[Material for this exercise]
--------------------

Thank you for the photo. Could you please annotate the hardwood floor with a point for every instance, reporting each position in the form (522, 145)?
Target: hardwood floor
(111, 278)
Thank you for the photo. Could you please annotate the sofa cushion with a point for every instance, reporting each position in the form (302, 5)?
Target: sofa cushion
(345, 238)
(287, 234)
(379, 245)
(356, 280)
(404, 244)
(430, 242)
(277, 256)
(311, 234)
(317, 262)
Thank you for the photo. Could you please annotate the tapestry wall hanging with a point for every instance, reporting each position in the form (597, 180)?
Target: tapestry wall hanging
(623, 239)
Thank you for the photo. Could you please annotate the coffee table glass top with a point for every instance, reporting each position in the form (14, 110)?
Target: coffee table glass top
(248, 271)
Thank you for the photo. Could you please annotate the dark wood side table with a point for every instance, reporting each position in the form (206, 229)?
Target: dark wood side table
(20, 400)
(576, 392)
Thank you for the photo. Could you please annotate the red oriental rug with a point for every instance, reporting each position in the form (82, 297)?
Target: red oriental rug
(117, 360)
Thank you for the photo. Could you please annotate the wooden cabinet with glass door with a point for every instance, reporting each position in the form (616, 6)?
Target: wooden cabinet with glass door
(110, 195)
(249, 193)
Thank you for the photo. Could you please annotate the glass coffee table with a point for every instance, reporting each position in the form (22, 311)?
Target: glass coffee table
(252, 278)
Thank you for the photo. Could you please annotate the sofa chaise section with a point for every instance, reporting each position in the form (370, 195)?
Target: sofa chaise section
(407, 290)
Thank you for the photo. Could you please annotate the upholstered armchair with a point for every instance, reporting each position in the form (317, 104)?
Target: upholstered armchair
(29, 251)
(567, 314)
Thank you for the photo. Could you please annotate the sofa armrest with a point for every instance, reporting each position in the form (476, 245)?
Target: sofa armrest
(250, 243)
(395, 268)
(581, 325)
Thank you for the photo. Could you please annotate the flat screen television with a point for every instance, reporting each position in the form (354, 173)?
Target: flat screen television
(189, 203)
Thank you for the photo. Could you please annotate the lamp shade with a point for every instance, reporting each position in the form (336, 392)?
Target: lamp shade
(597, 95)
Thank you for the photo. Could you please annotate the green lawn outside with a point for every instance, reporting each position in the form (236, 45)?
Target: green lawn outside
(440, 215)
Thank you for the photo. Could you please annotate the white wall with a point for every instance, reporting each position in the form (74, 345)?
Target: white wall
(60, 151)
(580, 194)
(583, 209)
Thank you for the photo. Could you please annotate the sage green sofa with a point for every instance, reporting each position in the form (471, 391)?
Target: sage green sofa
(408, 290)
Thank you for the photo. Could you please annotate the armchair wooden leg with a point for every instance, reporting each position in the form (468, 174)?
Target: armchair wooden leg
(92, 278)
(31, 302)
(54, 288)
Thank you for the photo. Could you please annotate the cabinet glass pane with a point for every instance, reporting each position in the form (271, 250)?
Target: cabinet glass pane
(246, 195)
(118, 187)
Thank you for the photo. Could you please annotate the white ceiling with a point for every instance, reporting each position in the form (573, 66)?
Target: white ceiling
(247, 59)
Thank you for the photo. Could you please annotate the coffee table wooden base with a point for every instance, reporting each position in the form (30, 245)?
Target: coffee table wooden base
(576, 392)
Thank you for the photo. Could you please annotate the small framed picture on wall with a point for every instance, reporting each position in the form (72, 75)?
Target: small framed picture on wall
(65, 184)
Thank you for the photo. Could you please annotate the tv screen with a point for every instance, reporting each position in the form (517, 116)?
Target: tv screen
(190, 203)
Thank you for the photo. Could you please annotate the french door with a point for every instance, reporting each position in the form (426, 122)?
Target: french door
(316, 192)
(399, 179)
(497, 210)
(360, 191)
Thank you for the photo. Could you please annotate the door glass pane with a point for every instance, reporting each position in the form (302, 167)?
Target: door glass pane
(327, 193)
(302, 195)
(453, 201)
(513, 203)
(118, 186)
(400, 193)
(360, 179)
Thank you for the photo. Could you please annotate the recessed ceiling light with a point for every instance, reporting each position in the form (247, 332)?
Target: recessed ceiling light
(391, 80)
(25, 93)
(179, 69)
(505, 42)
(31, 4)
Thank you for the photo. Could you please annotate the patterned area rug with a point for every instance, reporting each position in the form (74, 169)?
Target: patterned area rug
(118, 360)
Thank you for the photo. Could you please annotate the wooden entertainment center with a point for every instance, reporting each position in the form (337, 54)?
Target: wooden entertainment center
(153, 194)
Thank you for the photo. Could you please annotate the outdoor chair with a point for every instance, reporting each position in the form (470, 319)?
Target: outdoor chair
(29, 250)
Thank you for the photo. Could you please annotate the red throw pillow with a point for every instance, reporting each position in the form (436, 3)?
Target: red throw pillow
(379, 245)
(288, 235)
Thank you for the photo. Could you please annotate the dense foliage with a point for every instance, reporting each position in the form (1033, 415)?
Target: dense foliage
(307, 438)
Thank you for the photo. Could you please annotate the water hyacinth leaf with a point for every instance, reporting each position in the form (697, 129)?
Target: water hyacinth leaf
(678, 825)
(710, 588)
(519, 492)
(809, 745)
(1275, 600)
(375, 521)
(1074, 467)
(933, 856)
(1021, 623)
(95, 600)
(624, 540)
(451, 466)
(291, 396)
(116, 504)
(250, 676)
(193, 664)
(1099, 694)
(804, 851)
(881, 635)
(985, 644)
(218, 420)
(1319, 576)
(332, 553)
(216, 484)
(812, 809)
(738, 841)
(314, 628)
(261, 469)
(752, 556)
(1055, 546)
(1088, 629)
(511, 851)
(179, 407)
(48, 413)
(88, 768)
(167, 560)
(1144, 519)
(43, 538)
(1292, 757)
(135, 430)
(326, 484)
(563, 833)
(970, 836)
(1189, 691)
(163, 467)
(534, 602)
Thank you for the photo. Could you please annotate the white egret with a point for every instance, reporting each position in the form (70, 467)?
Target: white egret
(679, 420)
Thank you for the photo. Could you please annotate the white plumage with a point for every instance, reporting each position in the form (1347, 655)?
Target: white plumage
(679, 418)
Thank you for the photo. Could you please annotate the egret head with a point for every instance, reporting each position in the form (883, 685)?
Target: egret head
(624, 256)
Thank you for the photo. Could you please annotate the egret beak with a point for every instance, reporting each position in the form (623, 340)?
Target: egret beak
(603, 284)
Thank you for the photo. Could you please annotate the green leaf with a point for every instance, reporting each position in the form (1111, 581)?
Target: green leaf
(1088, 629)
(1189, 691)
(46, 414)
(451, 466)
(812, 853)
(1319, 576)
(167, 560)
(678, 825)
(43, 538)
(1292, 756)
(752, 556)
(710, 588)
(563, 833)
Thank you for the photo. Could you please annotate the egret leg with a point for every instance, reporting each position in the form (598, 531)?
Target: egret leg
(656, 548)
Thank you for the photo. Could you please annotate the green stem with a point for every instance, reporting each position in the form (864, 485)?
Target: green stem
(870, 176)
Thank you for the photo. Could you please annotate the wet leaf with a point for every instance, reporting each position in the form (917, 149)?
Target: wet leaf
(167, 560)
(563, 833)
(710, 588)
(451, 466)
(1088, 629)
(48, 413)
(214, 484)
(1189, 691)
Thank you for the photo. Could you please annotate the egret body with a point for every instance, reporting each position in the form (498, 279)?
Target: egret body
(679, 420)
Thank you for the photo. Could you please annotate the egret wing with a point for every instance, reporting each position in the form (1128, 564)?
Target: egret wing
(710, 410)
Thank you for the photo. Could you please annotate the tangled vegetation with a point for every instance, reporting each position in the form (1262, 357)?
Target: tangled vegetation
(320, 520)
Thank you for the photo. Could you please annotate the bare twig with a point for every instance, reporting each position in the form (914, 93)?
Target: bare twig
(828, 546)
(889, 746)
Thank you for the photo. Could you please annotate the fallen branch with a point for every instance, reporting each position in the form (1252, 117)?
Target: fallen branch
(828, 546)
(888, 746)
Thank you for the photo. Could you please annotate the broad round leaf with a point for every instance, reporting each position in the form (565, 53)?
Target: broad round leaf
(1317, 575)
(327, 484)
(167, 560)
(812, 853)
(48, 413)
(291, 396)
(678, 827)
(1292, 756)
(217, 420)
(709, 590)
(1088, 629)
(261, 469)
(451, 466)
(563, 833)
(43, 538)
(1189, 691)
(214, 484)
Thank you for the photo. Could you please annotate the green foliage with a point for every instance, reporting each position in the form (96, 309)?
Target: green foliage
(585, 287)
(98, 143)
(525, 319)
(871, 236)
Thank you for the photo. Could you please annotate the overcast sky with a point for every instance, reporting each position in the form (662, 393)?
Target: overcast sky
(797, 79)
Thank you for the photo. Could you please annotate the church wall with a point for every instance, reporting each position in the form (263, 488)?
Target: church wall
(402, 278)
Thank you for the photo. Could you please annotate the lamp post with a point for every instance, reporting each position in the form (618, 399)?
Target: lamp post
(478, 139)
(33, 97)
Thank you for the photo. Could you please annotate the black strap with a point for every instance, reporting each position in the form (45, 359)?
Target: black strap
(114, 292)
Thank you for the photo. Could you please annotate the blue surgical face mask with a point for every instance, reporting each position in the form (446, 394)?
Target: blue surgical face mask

--------------------

[Task requirements] Reproduce verbatim the portion of the material that opens with the line containing "form (618, 399)?" and continues through the final line of the material.

[The completed task]
Thank you for the photo. Could you please annotate the lamp post with a point for every instance, reporting each position in the form (618, 399)?
Target: lamp post
(478, 139)
(33, 97)
Thank you for the photo. Could you please annotate the black strap with a point for every instance, reporting each position in the form (45, 359)?
Target: black strap
(114, 292)
Thank you for the photo. Could you please annotate the blue surgical face mask with a point for every instance, reporting each position in the form (446, 394)?
Target: blue surgical face mask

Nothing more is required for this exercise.